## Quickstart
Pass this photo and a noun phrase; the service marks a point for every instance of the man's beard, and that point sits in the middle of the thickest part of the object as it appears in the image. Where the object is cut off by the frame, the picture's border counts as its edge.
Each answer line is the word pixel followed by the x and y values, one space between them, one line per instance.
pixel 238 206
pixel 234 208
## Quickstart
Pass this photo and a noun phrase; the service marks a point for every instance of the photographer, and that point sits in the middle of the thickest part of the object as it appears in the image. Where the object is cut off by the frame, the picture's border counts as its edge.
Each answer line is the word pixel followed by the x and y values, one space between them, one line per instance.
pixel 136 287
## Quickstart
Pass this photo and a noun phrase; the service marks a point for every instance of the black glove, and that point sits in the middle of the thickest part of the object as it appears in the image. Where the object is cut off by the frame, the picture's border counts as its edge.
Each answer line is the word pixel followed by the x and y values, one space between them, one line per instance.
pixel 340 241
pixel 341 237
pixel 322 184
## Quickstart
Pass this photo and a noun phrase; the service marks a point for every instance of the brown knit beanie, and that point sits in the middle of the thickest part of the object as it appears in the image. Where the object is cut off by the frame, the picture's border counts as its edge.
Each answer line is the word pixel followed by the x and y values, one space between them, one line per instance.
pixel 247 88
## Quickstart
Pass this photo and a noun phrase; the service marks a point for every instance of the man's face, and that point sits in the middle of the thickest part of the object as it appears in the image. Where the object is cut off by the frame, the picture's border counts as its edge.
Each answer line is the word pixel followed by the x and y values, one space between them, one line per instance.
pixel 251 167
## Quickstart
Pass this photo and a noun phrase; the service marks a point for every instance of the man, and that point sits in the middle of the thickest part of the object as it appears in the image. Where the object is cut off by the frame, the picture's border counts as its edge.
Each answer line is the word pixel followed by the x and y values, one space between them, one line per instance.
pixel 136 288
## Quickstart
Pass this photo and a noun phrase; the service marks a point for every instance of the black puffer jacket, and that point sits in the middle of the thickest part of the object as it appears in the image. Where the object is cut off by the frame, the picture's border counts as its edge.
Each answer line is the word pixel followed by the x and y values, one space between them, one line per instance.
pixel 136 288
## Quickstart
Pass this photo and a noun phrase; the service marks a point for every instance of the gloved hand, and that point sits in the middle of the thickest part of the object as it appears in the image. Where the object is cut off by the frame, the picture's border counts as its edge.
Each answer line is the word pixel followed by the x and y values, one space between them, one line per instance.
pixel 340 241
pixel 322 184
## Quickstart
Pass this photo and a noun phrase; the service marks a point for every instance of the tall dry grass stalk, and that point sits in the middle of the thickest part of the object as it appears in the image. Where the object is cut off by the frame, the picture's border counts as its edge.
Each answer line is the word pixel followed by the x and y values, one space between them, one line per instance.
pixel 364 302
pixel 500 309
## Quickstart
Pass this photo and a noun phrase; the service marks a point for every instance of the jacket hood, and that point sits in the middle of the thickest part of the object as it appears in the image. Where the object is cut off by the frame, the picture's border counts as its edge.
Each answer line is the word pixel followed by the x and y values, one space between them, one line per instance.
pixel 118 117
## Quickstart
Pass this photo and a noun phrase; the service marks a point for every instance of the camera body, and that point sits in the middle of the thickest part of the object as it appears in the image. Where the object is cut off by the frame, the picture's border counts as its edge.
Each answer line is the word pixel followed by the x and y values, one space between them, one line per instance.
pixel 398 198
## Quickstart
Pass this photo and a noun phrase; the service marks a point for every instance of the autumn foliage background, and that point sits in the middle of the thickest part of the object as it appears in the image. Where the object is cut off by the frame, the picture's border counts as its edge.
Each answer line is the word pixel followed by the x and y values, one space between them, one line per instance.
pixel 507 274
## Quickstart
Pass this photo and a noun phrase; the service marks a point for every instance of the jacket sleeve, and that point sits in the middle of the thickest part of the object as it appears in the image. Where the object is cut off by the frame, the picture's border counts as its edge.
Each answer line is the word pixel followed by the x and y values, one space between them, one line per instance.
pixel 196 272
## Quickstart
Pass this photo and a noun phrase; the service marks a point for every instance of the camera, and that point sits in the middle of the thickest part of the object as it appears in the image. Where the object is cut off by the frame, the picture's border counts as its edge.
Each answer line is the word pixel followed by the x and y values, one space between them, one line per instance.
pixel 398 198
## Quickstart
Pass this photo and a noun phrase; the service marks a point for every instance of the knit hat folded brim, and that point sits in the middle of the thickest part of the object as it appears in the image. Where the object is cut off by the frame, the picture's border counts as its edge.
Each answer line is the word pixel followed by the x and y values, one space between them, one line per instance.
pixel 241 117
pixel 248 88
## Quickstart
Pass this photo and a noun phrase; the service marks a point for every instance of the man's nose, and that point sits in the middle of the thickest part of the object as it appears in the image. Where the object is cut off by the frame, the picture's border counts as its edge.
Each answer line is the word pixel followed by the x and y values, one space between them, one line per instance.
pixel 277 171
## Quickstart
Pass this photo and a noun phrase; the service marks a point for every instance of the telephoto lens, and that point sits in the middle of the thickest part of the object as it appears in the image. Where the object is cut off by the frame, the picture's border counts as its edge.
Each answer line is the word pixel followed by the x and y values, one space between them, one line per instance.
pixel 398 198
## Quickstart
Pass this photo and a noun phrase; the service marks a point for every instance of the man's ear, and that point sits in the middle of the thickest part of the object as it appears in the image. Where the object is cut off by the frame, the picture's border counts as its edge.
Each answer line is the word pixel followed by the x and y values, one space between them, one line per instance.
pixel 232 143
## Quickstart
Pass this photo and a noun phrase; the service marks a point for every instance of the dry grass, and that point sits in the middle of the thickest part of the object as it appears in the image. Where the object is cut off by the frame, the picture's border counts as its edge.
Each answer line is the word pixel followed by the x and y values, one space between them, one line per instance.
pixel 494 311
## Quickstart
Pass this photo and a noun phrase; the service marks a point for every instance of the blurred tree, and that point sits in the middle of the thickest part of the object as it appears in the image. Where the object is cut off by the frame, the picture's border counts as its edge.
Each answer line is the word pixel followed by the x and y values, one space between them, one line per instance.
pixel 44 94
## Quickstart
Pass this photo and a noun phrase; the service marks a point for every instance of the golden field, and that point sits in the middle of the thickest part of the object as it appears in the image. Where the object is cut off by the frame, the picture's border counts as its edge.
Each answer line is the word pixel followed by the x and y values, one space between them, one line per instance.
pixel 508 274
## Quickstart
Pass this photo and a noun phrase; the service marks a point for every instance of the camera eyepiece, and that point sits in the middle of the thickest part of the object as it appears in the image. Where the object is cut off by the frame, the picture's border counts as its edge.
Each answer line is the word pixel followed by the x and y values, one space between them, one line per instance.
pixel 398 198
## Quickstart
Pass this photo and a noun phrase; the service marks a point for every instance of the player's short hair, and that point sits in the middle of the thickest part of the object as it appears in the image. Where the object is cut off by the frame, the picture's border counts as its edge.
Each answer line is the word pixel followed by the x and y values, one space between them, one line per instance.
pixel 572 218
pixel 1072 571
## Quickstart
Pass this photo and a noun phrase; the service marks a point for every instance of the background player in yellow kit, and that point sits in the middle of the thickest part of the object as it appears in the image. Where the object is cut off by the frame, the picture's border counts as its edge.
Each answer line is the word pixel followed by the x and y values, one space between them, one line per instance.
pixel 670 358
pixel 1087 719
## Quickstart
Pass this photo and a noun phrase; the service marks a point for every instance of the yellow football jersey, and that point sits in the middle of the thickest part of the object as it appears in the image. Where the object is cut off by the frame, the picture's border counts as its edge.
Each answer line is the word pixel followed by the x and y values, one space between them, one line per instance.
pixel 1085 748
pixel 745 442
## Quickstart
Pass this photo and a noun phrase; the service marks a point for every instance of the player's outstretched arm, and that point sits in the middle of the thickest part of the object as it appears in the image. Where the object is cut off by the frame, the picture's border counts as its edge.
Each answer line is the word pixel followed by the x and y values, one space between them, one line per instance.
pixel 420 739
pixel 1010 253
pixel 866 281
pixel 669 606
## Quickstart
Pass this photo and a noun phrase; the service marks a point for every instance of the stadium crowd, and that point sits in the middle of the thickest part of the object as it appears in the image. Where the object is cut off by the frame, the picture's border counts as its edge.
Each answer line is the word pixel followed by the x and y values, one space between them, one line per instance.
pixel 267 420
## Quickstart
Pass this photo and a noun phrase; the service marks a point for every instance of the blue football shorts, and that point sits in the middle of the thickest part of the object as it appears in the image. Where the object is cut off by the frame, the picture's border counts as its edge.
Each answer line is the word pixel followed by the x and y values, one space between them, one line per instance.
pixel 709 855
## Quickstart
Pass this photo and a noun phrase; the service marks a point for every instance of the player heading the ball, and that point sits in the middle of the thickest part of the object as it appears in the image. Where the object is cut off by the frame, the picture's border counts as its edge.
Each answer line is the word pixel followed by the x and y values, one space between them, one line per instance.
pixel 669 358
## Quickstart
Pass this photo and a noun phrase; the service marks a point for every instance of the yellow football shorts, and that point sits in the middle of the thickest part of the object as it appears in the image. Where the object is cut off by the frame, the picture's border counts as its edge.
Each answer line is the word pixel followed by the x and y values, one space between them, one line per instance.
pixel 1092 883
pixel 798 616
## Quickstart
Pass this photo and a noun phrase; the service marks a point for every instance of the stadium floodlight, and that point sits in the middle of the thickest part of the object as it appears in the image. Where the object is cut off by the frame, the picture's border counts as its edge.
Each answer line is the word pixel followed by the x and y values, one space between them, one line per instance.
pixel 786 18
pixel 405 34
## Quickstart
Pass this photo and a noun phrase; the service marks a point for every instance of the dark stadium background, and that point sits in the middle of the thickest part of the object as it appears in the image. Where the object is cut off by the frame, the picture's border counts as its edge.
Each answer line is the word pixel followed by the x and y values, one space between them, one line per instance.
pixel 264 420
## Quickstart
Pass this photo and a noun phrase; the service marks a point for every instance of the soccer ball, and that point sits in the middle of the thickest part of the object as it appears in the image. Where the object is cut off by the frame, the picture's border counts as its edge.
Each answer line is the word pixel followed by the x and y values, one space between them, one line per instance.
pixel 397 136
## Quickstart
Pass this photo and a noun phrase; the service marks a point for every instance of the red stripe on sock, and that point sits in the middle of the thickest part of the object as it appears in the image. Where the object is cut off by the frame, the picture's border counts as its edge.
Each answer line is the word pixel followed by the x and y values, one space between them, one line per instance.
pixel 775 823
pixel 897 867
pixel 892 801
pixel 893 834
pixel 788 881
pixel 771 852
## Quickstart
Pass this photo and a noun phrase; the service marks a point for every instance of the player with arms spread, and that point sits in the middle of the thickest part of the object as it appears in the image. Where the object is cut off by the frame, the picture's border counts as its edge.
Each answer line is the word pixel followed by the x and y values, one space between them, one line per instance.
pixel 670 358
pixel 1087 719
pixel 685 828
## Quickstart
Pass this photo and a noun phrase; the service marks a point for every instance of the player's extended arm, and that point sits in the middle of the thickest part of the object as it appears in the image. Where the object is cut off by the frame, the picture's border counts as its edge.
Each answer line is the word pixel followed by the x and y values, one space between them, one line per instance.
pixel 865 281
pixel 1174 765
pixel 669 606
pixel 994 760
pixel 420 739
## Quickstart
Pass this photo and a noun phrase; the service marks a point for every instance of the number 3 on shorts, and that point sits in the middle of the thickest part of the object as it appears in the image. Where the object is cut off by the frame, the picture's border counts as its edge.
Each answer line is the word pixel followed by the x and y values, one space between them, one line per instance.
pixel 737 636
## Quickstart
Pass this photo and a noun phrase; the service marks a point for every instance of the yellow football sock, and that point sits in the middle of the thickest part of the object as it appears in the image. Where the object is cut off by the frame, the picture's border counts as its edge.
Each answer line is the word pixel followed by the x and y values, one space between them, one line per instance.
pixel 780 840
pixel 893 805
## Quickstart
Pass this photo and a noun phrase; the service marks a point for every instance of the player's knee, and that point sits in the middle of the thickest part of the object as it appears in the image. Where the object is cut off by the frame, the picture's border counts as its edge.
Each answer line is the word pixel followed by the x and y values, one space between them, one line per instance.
•••••
Identify each line in the data above that contains the word "black", and copy those lines in order.

Pass this photo and a noun phrase; the service marks a point for every instance of the black glove, and that point sits in the middle of the thickest part of the object as it appears in the image. Where the object is cut off by the frame, the picture's border counts as its edge.
Pass this photo and a noun phrase; the service marks a point for every instance of the black puffer jacket, and that point sits in the middle of the thickest part of the object as it appears in the image. Where the object is cut off by the frame, the picture's border counts as its edge.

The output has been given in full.